***** EXTRAIT
Leur lutte dénonce la dérive vers une médecine déshumanisée. Elle dénonce la tendance mercantile de certains représentants du secteur. Le discours aux médecins en formation de spécialisation est trop souvent : certes c’est dur, mais on est tous passés par là. Ce sont quelques années où il faut mordre sur sa chique, mais l’investissement sera ensuite bien « rentabilisé ».

Leur combat dénonce aussi le corporatisme autour du métier. Des négociations ont eu lieu, dans lesquelles les médecins en formation étaient officiellement représentés par … l’ABSYM, qui représente en fait surtout les médecins titulaires (qui sont, du moins pour certains, les maîtres de stage des médecins en formation). L’ABSYM n’a aucune velléité à remettre en cause le système hybride actuel : une médecine « libérale-commerciale », bâtie sur la facturation à l’acte, dopée aux suppléments d’honoraires mais financée par le système de sécurité sociale public.
**********
***** ENTRÉES AFFICHÉES
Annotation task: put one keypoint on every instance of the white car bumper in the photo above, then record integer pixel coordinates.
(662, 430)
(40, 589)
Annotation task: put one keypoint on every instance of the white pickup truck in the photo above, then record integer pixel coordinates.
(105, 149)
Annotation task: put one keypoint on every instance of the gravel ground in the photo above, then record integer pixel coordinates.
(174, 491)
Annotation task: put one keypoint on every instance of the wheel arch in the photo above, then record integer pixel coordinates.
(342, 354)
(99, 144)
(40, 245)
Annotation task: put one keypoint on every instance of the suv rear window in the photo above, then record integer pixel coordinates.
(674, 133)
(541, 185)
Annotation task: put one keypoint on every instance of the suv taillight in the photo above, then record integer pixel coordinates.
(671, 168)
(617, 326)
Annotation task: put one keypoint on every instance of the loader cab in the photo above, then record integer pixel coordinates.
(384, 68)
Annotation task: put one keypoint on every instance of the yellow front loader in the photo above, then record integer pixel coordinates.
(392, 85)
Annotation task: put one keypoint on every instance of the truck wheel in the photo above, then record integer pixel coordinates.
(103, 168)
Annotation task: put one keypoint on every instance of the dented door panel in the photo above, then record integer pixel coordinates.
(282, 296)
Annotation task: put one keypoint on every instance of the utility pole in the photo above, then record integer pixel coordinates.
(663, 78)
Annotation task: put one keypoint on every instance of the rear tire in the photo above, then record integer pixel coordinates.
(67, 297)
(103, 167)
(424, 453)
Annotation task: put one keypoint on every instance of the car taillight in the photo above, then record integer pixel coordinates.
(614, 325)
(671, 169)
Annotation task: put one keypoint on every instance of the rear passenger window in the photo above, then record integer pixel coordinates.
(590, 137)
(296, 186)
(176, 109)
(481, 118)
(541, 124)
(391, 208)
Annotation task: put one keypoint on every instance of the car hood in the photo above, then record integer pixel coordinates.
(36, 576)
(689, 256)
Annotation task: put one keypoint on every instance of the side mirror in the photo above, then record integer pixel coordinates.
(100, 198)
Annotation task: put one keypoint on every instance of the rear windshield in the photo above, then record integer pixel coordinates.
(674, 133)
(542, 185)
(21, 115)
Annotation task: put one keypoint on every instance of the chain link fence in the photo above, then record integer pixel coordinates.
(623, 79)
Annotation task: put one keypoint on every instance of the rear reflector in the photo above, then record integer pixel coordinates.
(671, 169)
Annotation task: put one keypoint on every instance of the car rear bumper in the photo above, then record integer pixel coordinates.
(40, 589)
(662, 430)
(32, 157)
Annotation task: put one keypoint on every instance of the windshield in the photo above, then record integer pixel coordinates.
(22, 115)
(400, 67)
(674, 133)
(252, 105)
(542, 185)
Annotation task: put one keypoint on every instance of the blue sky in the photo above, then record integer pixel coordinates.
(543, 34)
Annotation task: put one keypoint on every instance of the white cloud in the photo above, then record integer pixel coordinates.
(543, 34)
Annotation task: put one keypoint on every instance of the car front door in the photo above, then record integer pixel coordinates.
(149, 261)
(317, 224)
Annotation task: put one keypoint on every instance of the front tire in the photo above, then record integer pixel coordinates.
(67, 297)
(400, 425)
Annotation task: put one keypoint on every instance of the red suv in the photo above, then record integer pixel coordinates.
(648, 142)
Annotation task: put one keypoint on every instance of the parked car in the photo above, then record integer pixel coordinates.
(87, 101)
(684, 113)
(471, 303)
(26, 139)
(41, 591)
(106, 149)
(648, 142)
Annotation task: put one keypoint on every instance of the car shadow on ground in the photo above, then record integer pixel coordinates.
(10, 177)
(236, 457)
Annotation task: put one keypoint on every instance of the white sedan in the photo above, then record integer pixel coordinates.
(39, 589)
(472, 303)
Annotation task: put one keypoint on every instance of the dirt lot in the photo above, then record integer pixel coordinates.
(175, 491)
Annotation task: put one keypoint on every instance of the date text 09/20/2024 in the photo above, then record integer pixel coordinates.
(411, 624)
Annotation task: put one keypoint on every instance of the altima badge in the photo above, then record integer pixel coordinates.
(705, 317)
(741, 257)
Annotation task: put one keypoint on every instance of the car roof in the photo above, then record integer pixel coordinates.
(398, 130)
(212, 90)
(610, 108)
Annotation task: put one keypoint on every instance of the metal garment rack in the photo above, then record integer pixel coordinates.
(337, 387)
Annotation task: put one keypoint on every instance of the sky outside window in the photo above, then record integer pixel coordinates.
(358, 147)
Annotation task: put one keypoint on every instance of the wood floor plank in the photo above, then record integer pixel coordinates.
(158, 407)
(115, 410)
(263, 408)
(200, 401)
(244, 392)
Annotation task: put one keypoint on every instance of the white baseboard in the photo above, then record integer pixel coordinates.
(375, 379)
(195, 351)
**********
CONSIGNE A: Restituez sans rien modifier le passage de l'extrait qui va de « Leur combat dénonce » jusqu'à « sécurité sociale public. ».
CONSIGNE B: Traduisez en anglais cette phrase de l'extrait : « Leur combat dénonce aussi le corporatisme autour du métier. »
CONSIGNE C: D'après l'extrait, par qui les médecins en formation étaient-ils officiellement représentés lors des négociations ?
Les entrées ne jouent aucun rôle dans ce travail.

RÉPONSE A:
Leur combat dénonce aussi le corporatisme autour du métier. Des négociations ont eu lieu, dans lesquelles les médecins en formation étaient officiellement représentés par … l’ABSYM, qui représente en fait surtout les médecins titulaires (qui sont, du moins pour certains, les maîtres de stage des médecins en formation). L’ABSYM n’a aucune velléité à remettre en cause le système hybride actuel : une médecine « libérale-commerciale », bâtie sur la facturation à l’acte, dopée aux suppléments d’honoraires mais financée par le système de sécurité sociale public.

RÉPONSE B: Their struggle also denounces the corporatism surrounding the profession.

RÉPONSE C: Par l'ABSYM.